§ **WHAT IS BEING ASKED**
Could you pull out everything in the listing, word for word, from the line containing "Where can the asphalt" down to the line containing "x=222, y=192", with both of those lines included?

§ **RECORDS TO PROCESS**
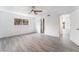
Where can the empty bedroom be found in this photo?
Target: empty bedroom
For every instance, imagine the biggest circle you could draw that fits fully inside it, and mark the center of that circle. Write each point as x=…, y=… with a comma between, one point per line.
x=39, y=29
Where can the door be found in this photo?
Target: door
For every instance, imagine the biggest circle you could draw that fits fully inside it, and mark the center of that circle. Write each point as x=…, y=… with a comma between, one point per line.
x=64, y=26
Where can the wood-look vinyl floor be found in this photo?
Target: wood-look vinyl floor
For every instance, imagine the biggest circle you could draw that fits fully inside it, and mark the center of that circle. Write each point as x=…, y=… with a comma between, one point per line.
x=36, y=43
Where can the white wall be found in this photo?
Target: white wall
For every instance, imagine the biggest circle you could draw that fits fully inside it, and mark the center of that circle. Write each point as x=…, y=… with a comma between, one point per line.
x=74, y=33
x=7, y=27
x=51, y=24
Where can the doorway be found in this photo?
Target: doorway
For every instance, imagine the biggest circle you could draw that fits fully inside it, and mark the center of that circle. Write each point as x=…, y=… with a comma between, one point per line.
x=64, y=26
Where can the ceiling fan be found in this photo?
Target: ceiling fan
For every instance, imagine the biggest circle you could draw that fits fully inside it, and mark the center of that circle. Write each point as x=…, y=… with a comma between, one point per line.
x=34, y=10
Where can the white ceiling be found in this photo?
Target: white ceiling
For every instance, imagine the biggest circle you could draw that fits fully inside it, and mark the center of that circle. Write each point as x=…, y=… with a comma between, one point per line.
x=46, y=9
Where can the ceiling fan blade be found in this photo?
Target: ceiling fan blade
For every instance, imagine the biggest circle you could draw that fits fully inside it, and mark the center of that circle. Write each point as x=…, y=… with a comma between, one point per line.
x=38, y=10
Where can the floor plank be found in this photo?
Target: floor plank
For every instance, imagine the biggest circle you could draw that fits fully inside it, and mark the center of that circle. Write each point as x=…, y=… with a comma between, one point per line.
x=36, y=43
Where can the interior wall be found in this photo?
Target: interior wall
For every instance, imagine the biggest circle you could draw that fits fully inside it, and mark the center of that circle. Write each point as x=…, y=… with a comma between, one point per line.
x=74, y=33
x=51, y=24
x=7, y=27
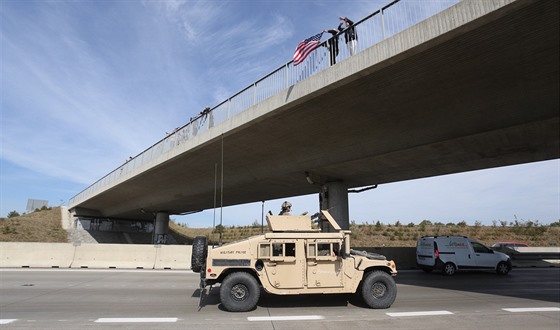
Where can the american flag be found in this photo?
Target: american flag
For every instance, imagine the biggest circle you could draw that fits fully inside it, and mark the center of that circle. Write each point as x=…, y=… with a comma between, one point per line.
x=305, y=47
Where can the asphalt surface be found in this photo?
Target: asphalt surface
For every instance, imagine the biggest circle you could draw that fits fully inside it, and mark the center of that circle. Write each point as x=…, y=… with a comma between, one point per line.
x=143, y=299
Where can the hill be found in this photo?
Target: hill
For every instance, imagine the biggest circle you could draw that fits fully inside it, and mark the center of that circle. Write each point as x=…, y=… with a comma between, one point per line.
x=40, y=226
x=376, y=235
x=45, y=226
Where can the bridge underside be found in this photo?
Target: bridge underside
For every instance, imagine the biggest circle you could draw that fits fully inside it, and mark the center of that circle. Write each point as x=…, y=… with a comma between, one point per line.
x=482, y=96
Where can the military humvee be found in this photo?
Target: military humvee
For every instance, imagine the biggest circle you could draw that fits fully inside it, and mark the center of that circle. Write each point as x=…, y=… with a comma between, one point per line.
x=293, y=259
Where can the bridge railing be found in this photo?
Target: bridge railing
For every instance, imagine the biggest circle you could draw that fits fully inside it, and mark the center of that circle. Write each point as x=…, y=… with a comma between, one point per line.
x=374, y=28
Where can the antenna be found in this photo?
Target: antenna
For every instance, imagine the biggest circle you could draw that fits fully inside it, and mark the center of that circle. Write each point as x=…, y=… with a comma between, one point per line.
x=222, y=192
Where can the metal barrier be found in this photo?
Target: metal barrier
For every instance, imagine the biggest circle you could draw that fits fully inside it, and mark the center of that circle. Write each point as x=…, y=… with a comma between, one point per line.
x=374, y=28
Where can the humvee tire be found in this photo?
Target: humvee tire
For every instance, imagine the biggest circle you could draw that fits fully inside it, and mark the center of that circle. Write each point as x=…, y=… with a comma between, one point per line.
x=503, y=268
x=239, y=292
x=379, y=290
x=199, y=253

...

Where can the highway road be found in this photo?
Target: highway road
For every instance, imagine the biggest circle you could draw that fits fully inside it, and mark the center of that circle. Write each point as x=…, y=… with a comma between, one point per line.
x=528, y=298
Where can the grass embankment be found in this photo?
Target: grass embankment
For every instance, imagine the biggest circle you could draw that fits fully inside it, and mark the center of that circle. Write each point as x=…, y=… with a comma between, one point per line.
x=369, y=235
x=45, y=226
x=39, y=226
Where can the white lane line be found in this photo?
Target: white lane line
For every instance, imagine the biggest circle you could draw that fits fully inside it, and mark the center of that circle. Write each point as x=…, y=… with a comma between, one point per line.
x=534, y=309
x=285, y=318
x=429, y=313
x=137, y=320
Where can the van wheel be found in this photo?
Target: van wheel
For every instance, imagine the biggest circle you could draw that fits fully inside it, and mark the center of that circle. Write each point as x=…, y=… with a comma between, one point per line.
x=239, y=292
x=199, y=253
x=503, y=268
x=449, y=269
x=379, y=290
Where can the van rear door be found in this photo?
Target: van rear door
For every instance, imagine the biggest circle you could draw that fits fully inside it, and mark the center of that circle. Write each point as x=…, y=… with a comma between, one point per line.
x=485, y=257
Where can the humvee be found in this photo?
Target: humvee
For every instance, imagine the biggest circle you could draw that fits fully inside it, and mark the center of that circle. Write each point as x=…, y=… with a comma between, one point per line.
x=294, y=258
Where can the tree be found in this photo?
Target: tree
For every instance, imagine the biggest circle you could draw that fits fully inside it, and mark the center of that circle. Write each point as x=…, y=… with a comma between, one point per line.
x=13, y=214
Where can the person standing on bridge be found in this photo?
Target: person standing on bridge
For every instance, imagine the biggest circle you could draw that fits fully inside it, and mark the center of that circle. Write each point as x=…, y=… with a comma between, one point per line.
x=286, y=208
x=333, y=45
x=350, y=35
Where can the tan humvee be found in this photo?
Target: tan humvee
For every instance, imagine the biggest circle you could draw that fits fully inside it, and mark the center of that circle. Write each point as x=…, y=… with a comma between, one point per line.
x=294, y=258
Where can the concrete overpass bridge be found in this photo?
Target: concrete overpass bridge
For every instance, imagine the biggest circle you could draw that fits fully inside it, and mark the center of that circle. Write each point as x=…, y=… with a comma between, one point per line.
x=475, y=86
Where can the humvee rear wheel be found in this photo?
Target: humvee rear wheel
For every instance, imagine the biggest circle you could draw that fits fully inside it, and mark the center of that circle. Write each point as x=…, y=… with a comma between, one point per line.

§ **REPLY TO THE TASK**
Where can the asphalt surface be found in this photo?
Target: asphalt surface
For every instance, imagine the biggest circle you could draw that fits fully inside it, and mark the center of that circle. Write each point as x=…, y=… with a comma between, one point per line.
x=143, y=299
Where can the hill be found in this photo?
Target: hill
For every instance, imagine the biggest circle you could draw that fits fully inside it, and mark the center of that circle. Write each point as x=…, y=… with a comma between, one point per line.
x=40, y=226
x=376, y=235
x=45, y=226
Where can the bridge underside be found in this photo?
Target: bridge underside
For every instance, imagine the biggest circle you could draw that fits fully inside it, and mark the center of that circle. Write each point as x=…, y=… with a comma between, one point per line.
x=482, y=96
Where can the military humvee be found in this photo?
Target: military humvee
For every instance, imagine the biggest circle you could draw that fits fully inside it, and mark the center of that circle. Write each point as x=…, y=… with a comma between, one point per line.
x=293, y=259
Where can the bridge railing be found in this photo?
Target: bridge railing
For every instance, imagine the biggest circle you could draw that fits fully inside it, and mark the center of that circle. Write each point as x=…, y=… with a comma between, one point per line.
x=374, y=28
Where can the antenna be found in this photo?
Target: antenna
For every instance, imagine the biggest circle you could draw that fits fully inside it, and mark the center of that circle. Write each point as x=…, y=… with a comma between, one point per line.
x=222, y=192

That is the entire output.